** WHAT IS BEING ASKED **
All lines from the top of the records below through the line holding "negative clicks: (966, 337) (939, 283)", and only those, should be printed exactly, minus the pictures.

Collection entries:
---+---
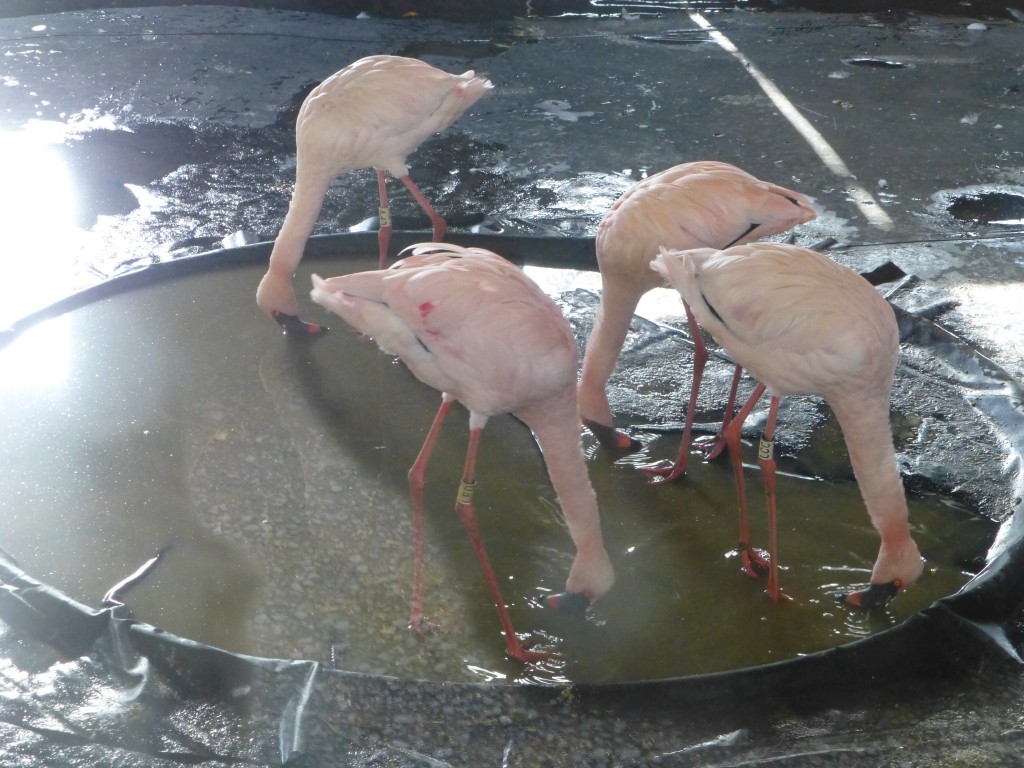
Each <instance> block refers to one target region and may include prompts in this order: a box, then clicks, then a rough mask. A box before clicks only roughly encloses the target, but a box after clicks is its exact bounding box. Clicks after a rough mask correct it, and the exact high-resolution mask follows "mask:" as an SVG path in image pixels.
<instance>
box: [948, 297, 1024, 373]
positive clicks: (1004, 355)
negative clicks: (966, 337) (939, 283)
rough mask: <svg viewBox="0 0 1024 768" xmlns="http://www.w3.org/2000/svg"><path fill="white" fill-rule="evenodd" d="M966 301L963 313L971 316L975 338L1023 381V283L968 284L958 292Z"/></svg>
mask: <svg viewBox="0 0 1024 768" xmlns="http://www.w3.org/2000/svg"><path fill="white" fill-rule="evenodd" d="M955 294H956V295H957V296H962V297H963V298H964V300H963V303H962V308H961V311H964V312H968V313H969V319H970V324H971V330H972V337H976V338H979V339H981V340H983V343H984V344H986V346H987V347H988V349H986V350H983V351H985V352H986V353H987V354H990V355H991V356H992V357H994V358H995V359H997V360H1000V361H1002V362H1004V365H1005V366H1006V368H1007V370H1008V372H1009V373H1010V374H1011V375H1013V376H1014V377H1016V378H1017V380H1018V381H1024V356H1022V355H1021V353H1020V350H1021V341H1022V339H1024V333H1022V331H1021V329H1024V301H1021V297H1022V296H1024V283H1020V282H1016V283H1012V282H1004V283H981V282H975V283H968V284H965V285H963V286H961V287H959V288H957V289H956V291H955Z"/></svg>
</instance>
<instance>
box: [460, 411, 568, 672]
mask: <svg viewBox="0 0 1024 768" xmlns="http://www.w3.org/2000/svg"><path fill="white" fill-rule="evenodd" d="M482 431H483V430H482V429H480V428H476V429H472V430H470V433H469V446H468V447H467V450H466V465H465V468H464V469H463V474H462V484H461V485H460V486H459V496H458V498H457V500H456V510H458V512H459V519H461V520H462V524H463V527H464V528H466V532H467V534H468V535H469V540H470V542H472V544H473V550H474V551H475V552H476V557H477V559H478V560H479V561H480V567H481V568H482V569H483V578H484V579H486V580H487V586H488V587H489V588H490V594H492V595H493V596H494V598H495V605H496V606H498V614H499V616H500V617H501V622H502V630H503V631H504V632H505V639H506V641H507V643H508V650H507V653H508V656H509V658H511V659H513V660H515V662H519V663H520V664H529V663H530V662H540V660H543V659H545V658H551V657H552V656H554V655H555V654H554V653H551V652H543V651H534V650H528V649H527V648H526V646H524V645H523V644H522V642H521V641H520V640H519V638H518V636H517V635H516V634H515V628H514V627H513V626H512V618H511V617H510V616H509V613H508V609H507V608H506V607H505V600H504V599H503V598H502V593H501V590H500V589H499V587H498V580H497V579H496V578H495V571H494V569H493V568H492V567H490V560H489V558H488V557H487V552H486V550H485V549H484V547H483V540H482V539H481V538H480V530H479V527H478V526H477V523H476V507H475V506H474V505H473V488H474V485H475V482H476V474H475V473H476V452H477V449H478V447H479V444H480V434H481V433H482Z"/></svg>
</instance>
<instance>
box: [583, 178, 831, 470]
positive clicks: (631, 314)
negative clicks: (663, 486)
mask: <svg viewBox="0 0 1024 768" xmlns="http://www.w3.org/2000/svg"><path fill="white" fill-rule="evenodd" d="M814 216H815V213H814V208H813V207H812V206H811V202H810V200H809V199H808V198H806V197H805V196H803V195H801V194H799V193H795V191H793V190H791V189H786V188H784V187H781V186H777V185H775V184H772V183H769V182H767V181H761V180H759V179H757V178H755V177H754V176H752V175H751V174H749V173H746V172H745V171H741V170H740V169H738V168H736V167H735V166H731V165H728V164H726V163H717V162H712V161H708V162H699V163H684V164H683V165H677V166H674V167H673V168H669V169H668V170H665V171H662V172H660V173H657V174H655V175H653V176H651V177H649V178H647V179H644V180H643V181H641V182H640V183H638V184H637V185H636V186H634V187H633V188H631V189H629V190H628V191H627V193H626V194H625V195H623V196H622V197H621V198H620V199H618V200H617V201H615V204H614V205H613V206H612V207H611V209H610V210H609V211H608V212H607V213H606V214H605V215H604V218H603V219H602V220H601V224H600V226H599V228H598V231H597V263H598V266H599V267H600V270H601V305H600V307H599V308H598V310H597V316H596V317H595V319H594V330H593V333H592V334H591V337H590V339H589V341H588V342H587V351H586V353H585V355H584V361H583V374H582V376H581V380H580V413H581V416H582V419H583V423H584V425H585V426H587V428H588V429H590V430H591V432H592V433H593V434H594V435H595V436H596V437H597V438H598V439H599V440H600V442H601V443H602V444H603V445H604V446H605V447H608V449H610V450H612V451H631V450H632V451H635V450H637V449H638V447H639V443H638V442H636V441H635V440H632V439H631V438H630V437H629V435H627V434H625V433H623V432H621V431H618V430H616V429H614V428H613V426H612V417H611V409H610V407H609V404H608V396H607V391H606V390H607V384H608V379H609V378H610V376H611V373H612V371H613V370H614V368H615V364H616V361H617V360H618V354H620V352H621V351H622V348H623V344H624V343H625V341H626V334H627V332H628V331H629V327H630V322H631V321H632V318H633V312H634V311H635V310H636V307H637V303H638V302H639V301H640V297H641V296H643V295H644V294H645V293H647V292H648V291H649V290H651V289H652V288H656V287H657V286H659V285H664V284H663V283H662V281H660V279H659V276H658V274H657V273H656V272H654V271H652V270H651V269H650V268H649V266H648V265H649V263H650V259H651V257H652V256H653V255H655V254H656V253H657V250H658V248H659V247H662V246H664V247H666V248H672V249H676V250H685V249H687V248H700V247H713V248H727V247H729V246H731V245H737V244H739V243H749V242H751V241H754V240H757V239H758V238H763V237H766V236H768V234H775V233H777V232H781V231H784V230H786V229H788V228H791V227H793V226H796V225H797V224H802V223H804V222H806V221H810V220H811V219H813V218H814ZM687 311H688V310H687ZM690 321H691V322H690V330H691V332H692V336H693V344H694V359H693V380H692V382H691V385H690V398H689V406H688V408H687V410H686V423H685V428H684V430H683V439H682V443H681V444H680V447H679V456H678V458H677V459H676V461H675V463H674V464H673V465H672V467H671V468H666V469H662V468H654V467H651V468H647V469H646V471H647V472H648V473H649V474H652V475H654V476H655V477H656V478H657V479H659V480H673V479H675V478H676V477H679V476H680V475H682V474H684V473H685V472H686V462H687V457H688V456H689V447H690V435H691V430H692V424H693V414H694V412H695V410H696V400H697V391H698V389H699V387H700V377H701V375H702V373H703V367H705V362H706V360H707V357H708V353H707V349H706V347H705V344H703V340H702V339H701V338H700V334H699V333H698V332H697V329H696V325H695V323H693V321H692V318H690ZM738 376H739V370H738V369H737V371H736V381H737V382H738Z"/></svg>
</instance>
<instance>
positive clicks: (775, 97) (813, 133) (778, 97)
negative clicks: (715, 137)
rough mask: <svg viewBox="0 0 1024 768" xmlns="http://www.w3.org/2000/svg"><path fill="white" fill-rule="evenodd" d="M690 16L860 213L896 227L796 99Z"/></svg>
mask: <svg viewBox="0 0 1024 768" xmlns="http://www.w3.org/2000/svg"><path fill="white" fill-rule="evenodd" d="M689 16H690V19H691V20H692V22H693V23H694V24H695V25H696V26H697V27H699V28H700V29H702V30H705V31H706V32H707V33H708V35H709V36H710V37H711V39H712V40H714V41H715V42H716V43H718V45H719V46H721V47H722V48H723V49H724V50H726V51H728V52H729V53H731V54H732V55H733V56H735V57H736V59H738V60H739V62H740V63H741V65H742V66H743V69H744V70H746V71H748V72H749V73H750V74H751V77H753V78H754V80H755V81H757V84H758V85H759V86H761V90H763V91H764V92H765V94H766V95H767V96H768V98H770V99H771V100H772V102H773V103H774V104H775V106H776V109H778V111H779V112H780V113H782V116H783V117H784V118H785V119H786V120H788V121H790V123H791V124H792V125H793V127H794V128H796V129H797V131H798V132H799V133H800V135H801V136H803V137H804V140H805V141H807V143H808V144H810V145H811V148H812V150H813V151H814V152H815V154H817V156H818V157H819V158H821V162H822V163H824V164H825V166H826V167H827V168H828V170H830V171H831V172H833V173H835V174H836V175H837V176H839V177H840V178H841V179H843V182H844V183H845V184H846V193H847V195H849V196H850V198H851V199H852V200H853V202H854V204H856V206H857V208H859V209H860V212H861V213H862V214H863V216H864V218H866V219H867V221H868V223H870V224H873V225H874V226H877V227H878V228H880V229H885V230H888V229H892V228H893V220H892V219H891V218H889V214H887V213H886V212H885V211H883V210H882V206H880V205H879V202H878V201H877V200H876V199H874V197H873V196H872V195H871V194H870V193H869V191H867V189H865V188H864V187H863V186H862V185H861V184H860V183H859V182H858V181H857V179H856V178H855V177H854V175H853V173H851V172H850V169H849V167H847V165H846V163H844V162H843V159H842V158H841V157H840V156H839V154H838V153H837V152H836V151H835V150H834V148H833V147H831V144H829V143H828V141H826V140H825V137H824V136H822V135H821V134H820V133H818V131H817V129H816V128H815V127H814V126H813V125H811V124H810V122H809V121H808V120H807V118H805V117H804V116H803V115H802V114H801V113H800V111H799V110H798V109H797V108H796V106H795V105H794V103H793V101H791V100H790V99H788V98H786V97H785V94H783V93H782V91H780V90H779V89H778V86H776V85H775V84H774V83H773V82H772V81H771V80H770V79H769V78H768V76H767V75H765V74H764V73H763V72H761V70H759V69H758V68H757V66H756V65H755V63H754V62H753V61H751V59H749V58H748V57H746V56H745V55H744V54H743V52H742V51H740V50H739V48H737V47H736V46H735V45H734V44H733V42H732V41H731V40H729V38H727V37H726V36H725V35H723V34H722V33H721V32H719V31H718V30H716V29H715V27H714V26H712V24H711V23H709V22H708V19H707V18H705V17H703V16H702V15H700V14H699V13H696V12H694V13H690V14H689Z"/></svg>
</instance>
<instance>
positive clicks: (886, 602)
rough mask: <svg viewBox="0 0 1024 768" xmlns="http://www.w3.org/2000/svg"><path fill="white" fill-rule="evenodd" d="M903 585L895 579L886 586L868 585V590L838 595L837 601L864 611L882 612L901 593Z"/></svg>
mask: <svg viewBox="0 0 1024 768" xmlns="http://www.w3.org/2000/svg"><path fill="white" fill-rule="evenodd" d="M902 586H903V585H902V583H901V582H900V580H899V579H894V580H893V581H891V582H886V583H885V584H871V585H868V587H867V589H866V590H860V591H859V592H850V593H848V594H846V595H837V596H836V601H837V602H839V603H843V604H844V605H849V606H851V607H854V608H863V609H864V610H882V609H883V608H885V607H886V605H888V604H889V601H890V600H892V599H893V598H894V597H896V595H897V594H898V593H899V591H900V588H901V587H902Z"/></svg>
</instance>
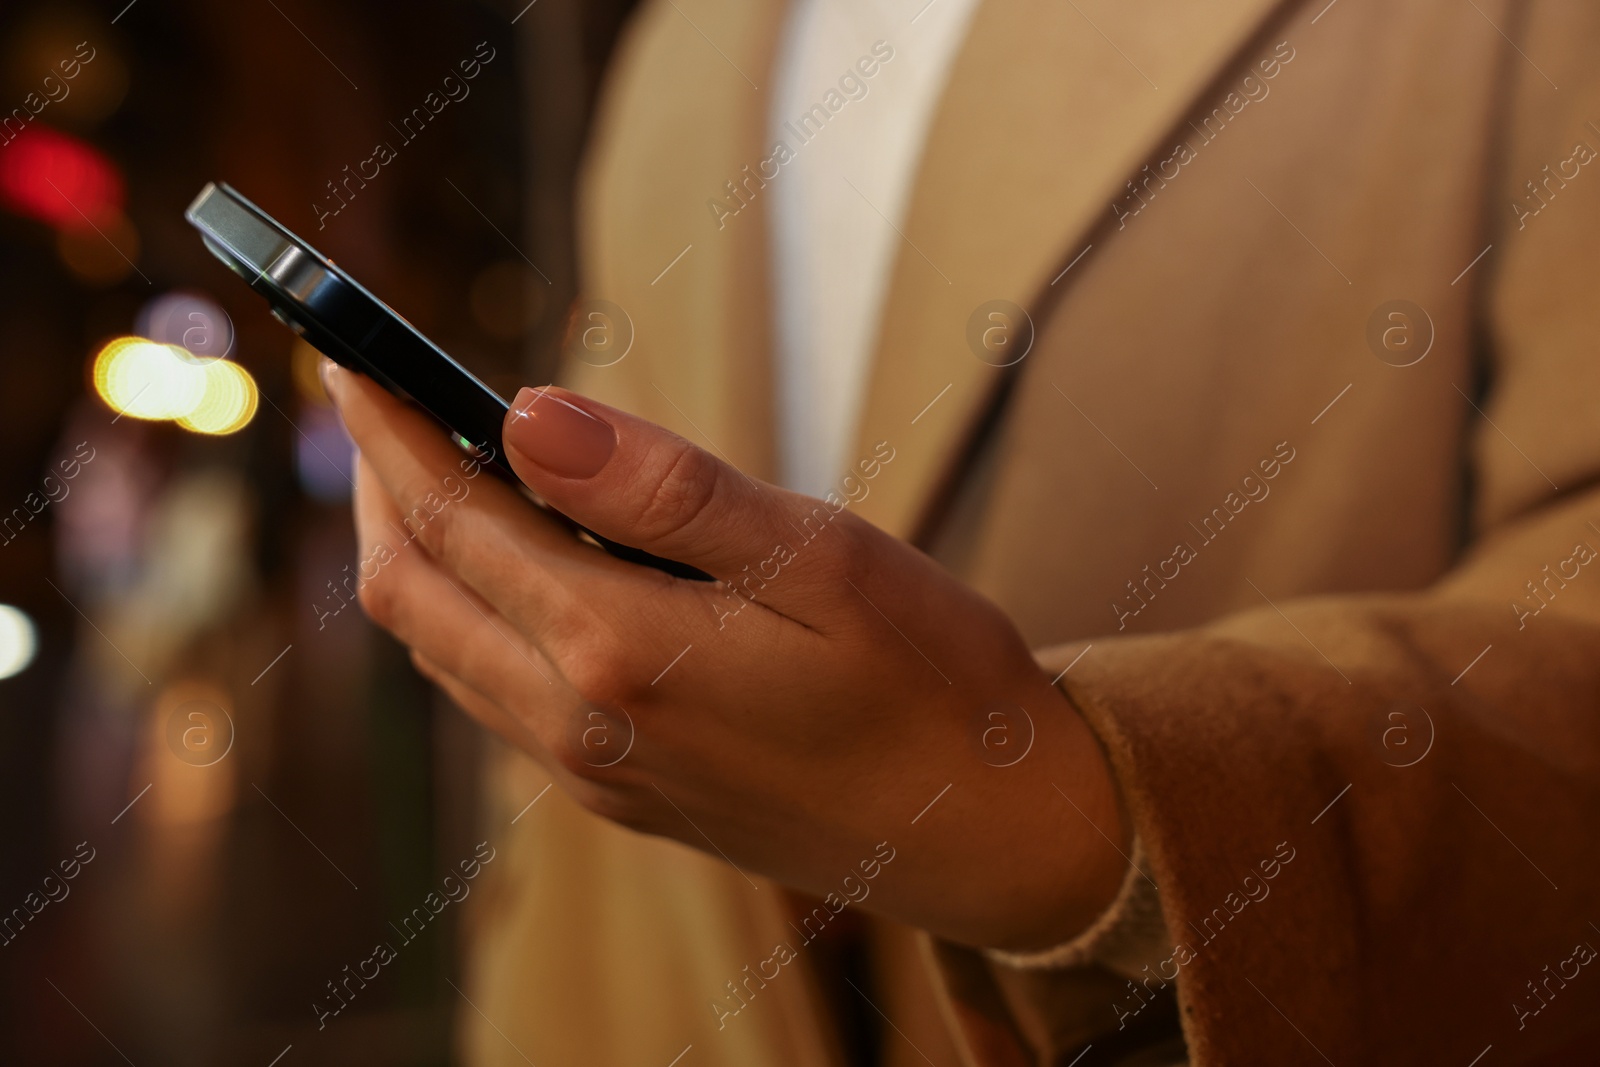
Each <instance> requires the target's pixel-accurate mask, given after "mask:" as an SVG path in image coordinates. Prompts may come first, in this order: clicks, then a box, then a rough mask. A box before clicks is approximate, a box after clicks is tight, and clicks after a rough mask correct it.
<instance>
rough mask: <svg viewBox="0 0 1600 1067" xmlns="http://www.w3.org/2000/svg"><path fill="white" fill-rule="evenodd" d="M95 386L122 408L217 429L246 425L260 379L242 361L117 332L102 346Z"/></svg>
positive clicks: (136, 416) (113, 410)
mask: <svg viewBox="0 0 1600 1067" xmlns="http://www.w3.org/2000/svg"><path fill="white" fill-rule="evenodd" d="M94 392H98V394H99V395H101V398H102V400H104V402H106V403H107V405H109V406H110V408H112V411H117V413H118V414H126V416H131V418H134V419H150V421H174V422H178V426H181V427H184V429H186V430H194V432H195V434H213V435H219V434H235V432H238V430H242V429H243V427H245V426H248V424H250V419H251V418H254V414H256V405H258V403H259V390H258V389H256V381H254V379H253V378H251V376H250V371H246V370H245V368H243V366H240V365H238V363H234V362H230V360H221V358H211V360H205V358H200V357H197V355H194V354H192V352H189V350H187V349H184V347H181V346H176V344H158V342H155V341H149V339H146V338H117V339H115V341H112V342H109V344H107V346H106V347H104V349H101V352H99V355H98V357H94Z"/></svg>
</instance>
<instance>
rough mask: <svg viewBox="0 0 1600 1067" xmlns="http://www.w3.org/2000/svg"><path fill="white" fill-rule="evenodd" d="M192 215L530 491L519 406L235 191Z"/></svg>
---+---
** EXPECTED ANSWER **
Each <instance> block refers to one target region and may include prompts in this order: a box, then clicks, then a rough mask. A box before clicks only roughly encloses the target, but a box after clicks is its exact bounding box. Clicks after a rough mask correct it, and the exact high-resolution mask follows "mask:" as an SVG path in image pixels.
<instance>
box: [948, 297, 1024, 373]
positive clicks: (1004, 355)
negative clicks: (966, 337) (939, 283)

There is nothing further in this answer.